Natural language region descriptions
--- START ---
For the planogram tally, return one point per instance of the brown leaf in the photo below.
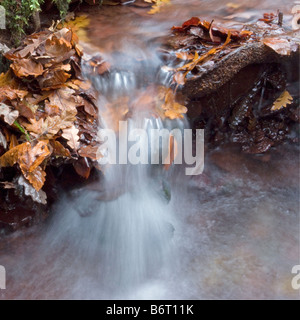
(37, 178)
(32, 157)
(90, 152)
(53, 79)
(284, 99)
(11, 157)
(173, 150)
(29, 160)
(11, 94)
(59, 150)
(71, 134)
(26, 68)
(179, 78)
(10, 116)
(82, 168)
(280, 46)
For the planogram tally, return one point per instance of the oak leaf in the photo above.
(10, 116)
(71, 135)
(281, 102)
(26, 68)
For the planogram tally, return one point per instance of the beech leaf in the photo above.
(281, 102)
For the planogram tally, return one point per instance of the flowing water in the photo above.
(232, 232)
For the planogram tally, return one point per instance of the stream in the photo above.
(230, 233)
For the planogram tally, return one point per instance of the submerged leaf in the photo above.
(284, 99)
(280, 46)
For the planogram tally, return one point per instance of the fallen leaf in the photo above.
(3, 141)
(8, 185)
(184, 55)
(26, 68)
(37, 196)
(10, 116)
(59, 150)
(71, 135)
(173, 150)
(90, 152)
(282, 102)
(280, 46)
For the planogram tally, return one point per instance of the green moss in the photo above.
(62, 6)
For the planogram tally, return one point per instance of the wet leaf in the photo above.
(37, 196)
(157, 5)
(184, 55)
(71, 135)
(173, 150)
(282, 102)
(10, 116)
(82, 167)
(59, 150)
(26, 68)
(172, 109)
(91, 152)
(3, 141)
(8, 185)
(281, 46)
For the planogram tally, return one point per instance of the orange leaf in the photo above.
--- END ---
# WORK TO BE COMPLETED
The line with "moss in the photo above." marks where to start. Transcribe from there through the final line of the records, exactly and with nothing added.

# TASK ANSWER
For the planogram tally, return one point per instance of the green moss in the photo above.
(62, 6)
For the planogram tally, return one point per instance of the wet leaf in the photo above.
(37, 196)
(157, 5)
(184, 55)
(71, 135)
(173, 150)
(282, 102)
(10, 116)
(82, 167)
(59, 150)
(26, 68)
(172, 109)
(91, 152)
(3, 141)
(8, 185)
(281, 46)
For the planogram tally, return one point per instance of the orange leaf in the photo above.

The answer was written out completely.